■ WHAT TO WORK ON ■
Swap every "locate" for "detect" in the items below, and reproduce all of them with nothing else altered.

■ INPUT MATERIAL ■
┌──

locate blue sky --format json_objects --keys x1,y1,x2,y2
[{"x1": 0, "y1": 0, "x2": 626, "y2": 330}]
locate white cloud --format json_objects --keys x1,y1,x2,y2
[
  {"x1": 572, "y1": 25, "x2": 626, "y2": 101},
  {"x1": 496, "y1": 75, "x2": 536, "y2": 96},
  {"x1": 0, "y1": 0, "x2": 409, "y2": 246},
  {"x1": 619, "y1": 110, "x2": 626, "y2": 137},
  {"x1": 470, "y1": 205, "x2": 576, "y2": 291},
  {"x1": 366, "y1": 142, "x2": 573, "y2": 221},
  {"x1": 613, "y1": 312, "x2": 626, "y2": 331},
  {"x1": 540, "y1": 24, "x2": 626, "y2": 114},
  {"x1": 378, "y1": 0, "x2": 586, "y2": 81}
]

└──

■ FINAL RESULT ■
detect blue sky --format json_objects --keys x1,y1,x2,y2
[{"x1": 0, "y1": 0, "x2": 626, "y2": 330}]
detect white cloud --format json_objects --keys x1,y1,x2,y2
[
  {"x1": 572, "y1": 25, "x2": 626, "y2": 101},
  {"x1": 496, "y1": 75, "x2": 536, "y2": 96},
  {"x1": 0, "y1": 0, "x2": 409, "y2": 246},
  {"x1": 619, "y1": 110, "x2": 626, "y2": 137},
  {"x1": 470, "y1": 205, "x2": 576, "y2": 291},
  {"x1": 366, "y1": 142, "x2": 573, "y2": 221},
  {"x1": 613, "y1": 312, "x2": 626, "y2": 331},
  {"x1": 540, "y1": 24, "x2": 626, "y2": 114},
  {"x1": 378, "y1": 0, "x2": 586, "y2": 81}
]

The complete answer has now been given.